"""

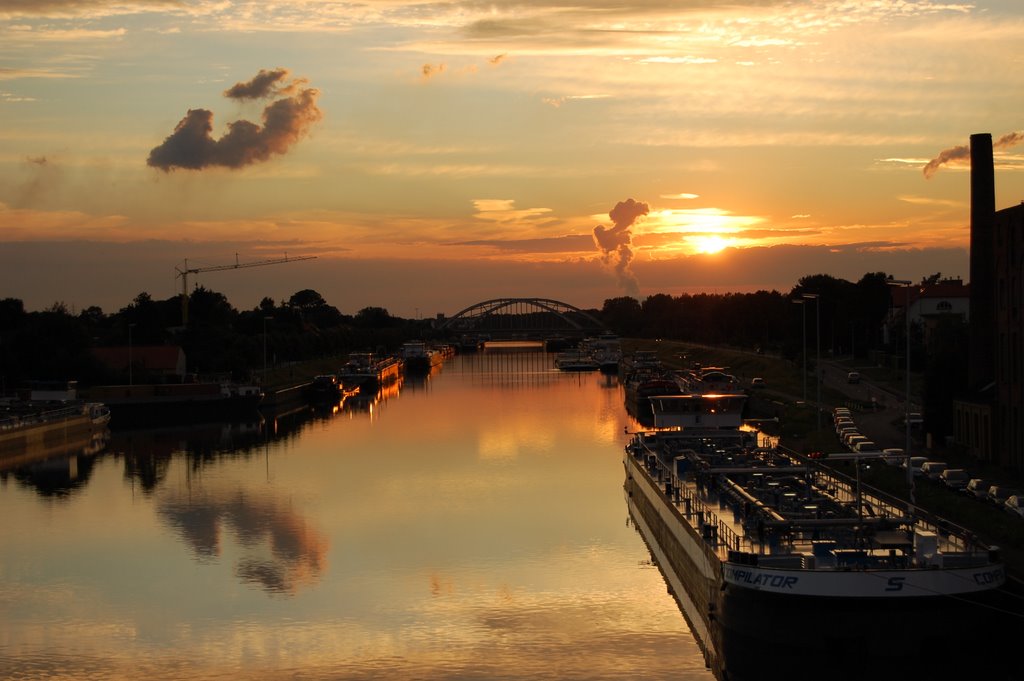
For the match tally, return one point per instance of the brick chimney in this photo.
(981, 363)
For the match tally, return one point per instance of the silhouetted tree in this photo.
(622, 315)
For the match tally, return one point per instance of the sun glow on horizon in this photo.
(709, 244)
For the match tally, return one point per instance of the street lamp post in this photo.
(906, 405)
(803, 309)
(130, 362)
(817, 352)
(265, 320)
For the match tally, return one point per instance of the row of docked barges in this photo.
(776, 557)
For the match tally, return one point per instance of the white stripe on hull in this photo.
(865, 584)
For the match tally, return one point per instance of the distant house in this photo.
(155, 363)
(947, 299)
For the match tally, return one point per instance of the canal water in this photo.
(468, 525)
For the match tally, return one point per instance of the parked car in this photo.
(998, 494)
(954, 478)
(844, 423)
(932, 469)
(915, 464)
(978, 487)
(1015, 504)
(894, 456)
(849, 436)
(854, 439)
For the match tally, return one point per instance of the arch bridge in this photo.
(536, 318)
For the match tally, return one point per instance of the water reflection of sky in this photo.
(276, 549)
(473, 530)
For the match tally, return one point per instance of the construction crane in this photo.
(185, 270)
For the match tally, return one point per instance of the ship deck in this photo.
(797, 513)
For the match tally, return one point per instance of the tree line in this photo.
(56, 344)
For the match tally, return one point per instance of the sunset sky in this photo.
(434, 155)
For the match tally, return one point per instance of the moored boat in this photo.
(780, 551)
(420, 357)
(369, 372)
(168, 402)
(33, 429)
(607, 351)
(643, 384)
(576, 360)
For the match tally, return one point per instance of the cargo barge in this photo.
(776, 557)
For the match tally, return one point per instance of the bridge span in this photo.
(526, 318)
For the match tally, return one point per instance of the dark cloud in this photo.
(284, 122)
(264, 84)
(565, 244)
(963, 153)
(614, 243)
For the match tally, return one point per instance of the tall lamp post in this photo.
(803, 308)
(817, 352)
(130, 362)
(906, 405)
(265, 320)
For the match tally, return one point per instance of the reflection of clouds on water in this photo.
(280, 552)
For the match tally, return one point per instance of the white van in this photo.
(915, 464)
(932, 469)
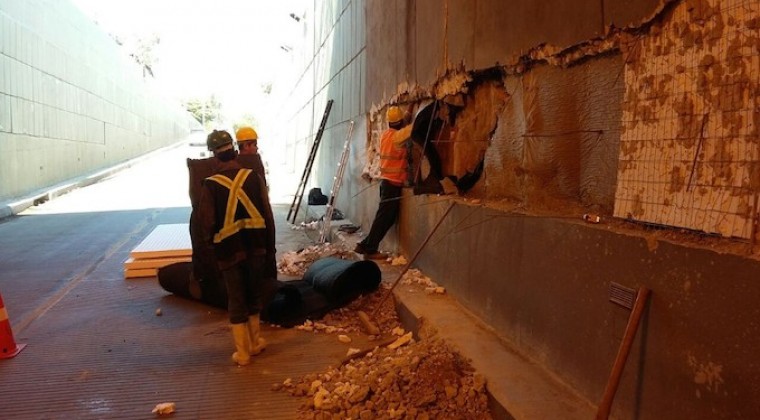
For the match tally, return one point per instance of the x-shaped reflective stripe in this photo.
(237, 195)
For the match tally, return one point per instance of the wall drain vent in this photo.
(622, 295)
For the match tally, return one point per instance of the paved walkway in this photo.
(96, 347)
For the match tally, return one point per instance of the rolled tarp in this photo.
(342, 281)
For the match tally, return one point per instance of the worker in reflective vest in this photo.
(394, 143)
(236, 220)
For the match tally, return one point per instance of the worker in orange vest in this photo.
(394, 143)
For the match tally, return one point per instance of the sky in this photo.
(229, 48)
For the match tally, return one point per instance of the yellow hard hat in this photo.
(246, 134)
(394, 114)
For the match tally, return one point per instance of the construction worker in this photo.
(393, 175)
(236, 219)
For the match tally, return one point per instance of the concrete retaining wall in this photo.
(71, 101)
(543, 282)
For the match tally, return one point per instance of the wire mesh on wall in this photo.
(689, 147)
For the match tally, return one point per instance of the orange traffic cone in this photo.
(8, 346)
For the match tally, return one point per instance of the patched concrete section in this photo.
(543, 284)
(689, 148)
(557, 137)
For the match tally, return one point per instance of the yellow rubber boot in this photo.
(242, 340)
(258, 344)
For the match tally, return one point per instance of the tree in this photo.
(205, 110)
(144, 53)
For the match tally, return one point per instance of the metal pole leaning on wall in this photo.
(603, 412)
(309, 163)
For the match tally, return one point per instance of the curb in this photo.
(13, 208)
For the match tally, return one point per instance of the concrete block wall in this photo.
(71, 101)
(329, 64)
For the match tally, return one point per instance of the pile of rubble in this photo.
(398, 378)
(296, 263)
(419, 380)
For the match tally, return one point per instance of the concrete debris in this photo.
(415, 276)
(296, 263)
(313, 225)
(164, 408)
(422, 380)
(435, 290)
(399, 260)
(404, 339)
(311, 326)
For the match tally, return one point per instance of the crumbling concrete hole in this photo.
(450, 136)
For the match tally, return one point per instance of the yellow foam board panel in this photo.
(165, 241)
(142, 272)
(134, 264)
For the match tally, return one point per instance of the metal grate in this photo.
(622, 295)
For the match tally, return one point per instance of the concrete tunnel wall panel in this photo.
(71, 102)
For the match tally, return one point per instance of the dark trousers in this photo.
(247, 289)
(387, 213)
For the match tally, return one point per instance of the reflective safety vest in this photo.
(237, 196)
(392, 157)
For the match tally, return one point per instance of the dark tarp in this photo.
(328, 284)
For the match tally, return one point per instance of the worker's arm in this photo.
(402, 135)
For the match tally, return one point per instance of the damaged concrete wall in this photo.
(689, 148)
(557, 138)
(545, 94)
(543, 283)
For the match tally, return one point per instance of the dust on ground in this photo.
(395, 375)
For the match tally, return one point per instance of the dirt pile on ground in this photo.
(419, 380)
(397, 377)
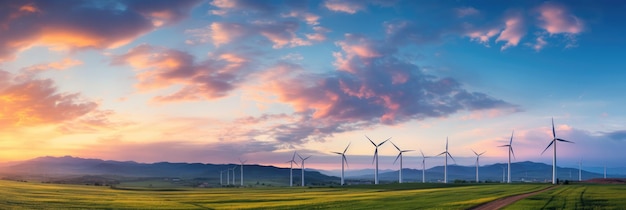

"""

> **Directions**
Rewrite all the items above with "match tally" changed to "final count" wherever it occurs, keeping everything else the same. Leave the pictures out of your answer.

> **Task output**
For the final count, return one point per instance of the brick chimney in this photo.
(981, 363)
For the final count, return one point per instance of the silhouetted tree in this photo.
(622, 315)
For the final count, return one point per instance of the sun glow on horizon in this photo.
(709, 244)
For the final count, return one point per instance of the street lamp post in this photo.
(906, 405)
(803, 309)
(130, 362)
(817, 352)
(265, 320)
For the final count, return one point per instance of the row of docked barges in this photo.
(776, 557)
For the final count, return one point per instance of the white stripe on hull in this photo.
(865, 584)
For the final count, return one point per instance of the distant house in this photo.
(155, 363)
(947, 299)
For the final count, return one point per instance of the canal water in this photo.
(468, 525)
For the final count, return one point per instance of the parked car in this photo.
(998, 494)
(954, 478)
(844, 423)
(932, 469)
(915, 464)
(978, 487)
(1015, 504)
(894, 456)
(849, 436)
(854, 439)
For the final count, return one point per instance of the arch bridge in this photo.
(536, 318)
For the final count, return one point per instance of the water reflection of sky in this photo.
(276, 549)
(473, 530)
For the final count, return one point per instance of the construction crane in this photo.
(185, 270)
For the final count, return one point per instance of the ship deck in this photo.
(797, 513)
For the final count, return one point per instance of the tree line in this photo.
(56, 344)
For the final count, return one point per instance of the sunset sky in this photo.
(434, 155)
For the final count, return one point per instance of the moored boat in this photo.
(780, 551)
(420, 357)
(369, 372)
(168, 402)
(33, 429)
(607, 351)
(643, 384)
(576, 360)
For the final count, return one point per instance of the cargo barge in this photo.
(776, 557)
For the final count, return one point per instance of the bridge span in this photo.
(526, 318)
For the final count, return one point per instance of the dark cloud in this photo.
(284, 122)
(264, 84)
(565, 244)
(963, 153)
(614, 243)
For the final count, return one point per instance of the tall lamp post in this photo.
(803, 308)
(817, 352)
(130, 362)
(906, 405)
(265, 320)
For the final count, return one point per instance of the reflection of clouds on water in this photo.
(280, 552)
For the final count, return one point per instance of the white van in this photo.
(915, 464)
(932, 469)
For the final count, return one point per instance of the x-shaped reflective stripe in this photo.
(237, 195)
For the final count, return one point per instance of the wall drain vent in this photo.
(622, 295)
For the final count, return one point per instance of the paved walkway in this photo.
(96, 347)
For the final count, return one point per instance of the rolled tarp in this photo.
(342, 281)
For the final count, return one point per instance of the worker in reflective vest in this photo.
(394, 143)
(236, 220)
For the final count, return one point per instance of the worker in orange vest in this photo.
(394, 143)
For the final count, return one point per instance of the sky in this photo.
(229, 48)
For the final count, return one point per instance of the yellow hard hat in this photo.
(246, 134)
(394, 114)
For the final count, return one point per instance of the construction worker in this photo.
(393, 175)
(236, 219)
For the final count, return one point per instance of the concrete retaining wall in this photo.
(71, 101)
(543, 282)
For the final count, return one point per instance of the wire mesh on wall in this photo.
(689, 147)
For the final count, return one point per instance of the orange traffic cone in this photo.
(8, 346)
For the final count, return one point per instance of the patched concrete section in this photo.
(543, 284)
(689, 148)
(557, 137)
For the final count, return one point per instance of the yellow rubber boot in this photo.
(242, 340)
(258, 344)
For the final count, return one point per instance of the tree in this photo.
(205, 110)
(144, 53)
For the final count, return one point per instance of the metal pole leaning on wall in this photo.
(603, 412)
(309, 163)
For the final count, return one point per instance of the curb in this photo.
(13, 208)
For the final count, return one point per instance of the concrete block wall in this photo.
(71, 101)
(329, 64)
For the final count, return one point per instance of the pile of rubble in this photo.
(398, 378)
(296, 263)
(419, 380)
For the final count, return one point per instance of the concrete debris in this photo.
(415, 276)
(296, 263)
(313, 225)
(164, 408)
(422, 380)
(435, 290)
(399, 260)
(404, 339)
(311, 326)
For the final count, return one point per instance of the crumbling concrete hole in this photo.
(450, 136)
For the final count, return one point per instance of the yellow foam board panel in this photo.
(165, 241)
(142, 272)
(134, 264)
For the final count, return one point per instance of the metal grate in this photo.
(622, 295)
For the final count, return one point per instance of the concrete tunnel wall panel in this photo.
(71, 102)
For the final count, return one point per instance of the dark trousers in this photo.
(247, 289)
(387, 213)
For the final count, return one point per instance of the reflective safety vest in this photo.
(237, 196)
(392, 157)
For the final count, return one point per instance of the dark tarp in this photo.
(328, 284)
For the final count, return one point per instance of the worker's arm in this photo.
(402, 135)
For the final count, return one point per instance of the damaged concrete wall in this photo.
(689, 148)
(557, 138)
(545, 94)
(543, 283)
For the final count, return one point per instance of the dust on ground in this photo.
(395, 375)
For the final count, return one point per instance of the dirt pile on ground in this photo.
(419, 380)
(397, 377)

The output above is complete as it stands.